* **Your goal**: In the text below about sharing meals with Jordanian friends in Israel, where do the Jordanians say the best falafel is found?

Of course, we're not so shallow as to have good food be our only criteria for liking someone. I have enjoyed sitting with them both after meals and talking. And nothing is off limits. We discussed Middle Eastern politics, music, food (according to them the best falafel is in Jordan, though the falafel guy down the street says the best is his product), history, healthcare, and more. They are keen to learn English and have family members in America that don't live all that far from my hometown. We're all around the same age and we're all trying to get to the same place, which is basically in a position where we can help people and make a difference. The truth of cliché is evident: we're from two completely different places, but, as men, are not all that different.
Some of the conversations I've shared with my new Jordanian friends are versions of a common theme I've noticed since I came to Israel. OK, when you live in New York City, you talk about apartments and rent. When you live in DC, you talk politics. When you live in Boston, you talk about the Red Sox. Wherever you are, you always end up talking about the business of the place. In Israel (or at least the little bit I've experienced) the business is religion and everyone talks about it. In fact, the first night Justin and me ate with them, one of the Khaleds pointed out that we were two Muslims, one Jew, and one Christian, having a peaceful and happy meal together... a hopeful picture. This being Israel, religion and politics are bled together and such conversations have the potential of blowing up in your face. But the Jordanians and I have been able to discuss things as levelheaded folks, just wanting to understand each other.
And we're all excited for that: to understand. We are all curious about each other and the places we come from. Not just the big things. The small ones too. Like, did you know that Jordan has Fuddrucker's? That's just one of the things I've learned from them. I've also learned that if a Jordanian wants you to eat another piece of pita covered in the rice and meat he just made, even though you've already had your fill, you must eat it. They, on the other hand, were excited to find out that Baba Ganoush is readily available in America and were quite impressed that I knew who King Hussein was.
It has been a blessed twist in my first few weeks here. They will be going to Jerusalem with us in a few days. They told me that if we have time, they want to go to Al Aqsa Mosque together so we can pray. I am looking forward to it.
Really, I don't wish I'd taken the stairs. If you take the stairs through life, sure, you're getting some good cardio and maybe you get a nice butt for your trouble. But, you don't get to yell poorly formed Hebrew sentences at people or live with paramedics from Jordan that take care of and feed you. That's my Ferris Bueller thought of the day.

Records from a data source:
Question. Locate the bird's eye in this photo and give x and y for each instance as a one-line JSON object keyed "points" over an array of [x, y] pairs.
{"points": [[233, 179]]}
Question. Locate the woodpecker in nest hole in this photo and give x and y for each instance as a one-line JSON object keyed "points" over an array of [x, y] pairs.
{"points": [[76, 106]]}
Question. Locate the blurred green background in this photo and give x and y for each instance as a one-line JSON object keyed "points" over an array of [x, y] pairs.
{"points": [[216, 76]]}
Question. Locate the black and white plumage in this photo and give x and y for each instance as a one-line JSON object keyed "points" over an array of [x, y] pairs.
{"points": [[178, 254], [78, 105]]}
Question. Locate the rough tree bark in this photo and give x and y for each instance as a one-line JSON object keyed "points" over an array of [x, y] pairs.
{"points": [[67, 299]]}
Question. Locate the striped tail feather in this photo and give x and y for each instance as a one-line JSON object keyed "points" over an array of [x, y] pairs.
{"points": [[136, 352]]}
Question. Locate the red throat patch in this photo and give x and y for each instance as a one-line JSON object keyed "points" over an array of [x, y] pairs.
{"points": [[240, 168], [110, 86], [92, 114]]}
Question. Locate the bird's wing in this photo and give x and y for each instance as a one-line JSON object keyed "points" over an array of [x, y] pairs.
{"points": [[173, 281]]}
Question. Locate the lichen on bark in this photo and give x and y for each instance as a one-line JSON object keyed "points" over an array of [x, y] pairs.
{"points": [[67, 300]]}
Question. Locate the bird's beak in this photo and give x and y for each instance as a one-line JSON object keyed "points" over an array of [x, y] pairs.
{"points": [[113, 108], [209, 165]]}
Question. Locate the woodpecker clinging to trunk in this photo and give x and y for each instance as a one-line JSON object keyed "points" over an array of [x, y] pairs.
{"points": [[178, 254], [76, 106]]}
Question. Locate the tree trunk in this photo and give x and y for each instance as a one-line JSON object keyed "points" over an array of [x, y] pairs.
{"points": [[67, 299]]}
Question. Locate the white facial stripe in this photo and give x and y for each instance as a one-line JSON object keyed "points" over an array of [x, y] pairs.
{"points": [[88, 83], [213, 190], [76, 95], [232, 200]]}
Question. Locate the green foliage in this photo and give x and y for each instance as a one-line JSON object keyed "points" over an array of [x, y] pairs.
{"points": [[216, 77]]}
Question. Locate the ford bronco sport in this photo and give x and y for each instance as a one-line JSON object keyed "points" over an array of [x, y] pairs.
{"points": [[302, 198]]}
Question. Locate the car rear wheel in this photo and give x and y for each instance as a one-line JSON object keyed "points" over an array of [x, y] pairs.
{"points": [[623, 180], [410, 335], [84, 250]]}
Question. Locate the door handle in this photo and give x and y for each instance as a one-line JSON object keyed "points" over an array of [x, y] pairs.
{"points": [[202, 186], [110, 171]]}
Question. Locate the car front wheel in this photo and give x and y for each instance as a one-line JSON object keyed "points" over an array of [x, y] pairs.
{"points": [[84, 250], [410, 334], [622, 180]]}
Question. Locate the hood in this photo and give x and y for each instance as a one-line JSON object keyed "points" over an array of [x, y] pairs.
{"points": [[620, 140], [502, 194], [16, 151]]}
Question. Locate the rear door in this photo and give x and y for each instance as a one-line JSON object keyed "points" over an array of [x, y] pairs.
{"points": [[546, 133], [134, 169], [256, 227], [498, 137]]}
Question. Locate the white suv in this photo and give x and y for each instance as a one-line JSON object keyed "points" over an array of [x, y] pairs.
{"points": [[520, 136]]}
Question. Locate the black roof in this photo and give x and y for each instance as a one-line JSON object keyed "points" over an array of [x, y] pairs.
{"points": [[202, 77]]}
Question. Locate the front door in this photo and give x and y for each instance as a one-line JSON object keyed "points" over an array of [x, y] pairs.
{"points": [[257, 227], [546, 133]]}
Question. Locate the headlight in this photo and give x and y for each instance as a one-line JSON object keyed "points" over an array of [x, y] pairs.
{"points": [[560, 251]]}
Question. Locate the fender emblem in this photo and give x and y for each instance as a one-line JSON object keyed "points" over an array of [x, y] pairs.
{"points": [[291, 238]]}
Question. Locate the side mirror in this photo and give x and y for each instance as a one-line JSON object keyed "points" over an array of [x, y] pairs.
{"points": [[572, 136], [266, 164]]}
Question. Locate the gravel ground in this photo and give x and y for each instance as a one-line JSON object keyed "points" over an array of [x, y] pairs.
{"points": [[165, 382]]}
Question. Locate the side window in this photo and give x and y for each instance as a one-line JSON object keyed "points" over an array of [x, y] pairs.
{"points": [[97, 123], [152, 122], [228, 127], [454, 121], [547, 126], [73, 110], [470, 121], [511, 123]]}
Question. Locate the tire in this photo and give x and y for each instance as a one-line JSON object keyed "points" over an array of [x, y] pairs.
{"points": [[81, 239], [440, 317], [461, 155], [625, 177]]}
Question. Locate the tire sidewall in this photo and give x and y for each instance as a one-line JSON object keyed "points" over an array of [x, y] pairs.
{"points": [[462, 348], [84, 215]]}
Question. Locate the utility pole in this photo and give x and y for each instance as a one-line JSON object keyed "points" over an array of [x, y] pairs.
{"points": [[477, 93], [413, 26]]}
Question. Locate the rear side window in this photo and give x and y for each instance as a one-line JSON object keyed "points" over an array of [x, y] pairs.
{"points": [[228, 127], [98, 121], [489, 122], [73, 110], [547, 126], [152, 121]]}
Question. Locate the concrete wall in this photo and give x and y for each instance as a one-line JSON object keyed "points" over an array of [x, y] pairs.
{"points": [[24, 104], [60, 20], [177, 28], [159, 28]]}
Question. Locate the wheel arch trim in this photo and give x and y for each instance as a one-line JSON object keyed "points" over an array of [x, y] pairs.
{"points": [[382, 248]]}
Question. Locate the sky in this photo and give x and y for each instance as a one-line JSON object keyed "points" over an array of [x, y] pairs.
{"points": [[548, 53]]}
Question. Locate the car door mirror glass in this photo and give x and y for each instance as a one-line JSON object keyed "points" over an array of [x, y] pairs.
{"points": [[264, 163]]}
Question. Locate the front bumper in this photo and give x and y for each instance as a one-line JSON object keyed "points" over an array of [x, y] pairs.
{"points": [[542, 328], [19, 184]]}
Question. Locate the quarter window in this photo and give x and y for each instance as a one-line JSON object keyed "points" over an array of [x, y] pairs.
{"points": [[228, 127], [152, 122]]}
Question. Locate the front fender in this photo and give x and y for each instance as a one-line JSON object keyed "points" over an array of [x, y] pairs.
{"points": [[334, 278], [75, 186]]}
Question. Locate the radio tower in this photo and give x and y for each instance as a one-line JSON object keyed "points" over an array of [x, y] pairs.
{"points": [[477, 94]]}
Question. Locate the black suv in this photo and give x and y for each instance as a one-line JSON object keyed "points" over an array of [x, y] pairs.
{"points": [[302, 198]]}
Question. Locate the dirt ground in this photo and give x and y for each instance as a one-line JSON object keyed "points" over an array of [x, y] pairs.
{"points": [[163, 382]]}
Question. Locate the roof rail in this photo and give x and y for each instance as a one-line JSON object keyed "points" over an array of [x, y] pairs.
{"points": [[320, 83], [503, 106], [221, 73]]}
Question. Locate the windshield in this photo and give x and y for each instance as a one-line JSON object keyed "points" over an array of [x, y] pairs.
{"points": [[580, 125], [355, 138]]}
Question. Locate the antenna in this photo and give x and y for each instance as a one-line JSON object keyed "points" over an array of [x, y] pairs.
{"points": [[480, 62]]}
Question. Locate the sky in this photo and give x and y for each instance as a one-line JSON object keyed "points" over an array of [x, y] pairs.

* **Exercise output**: Jordan.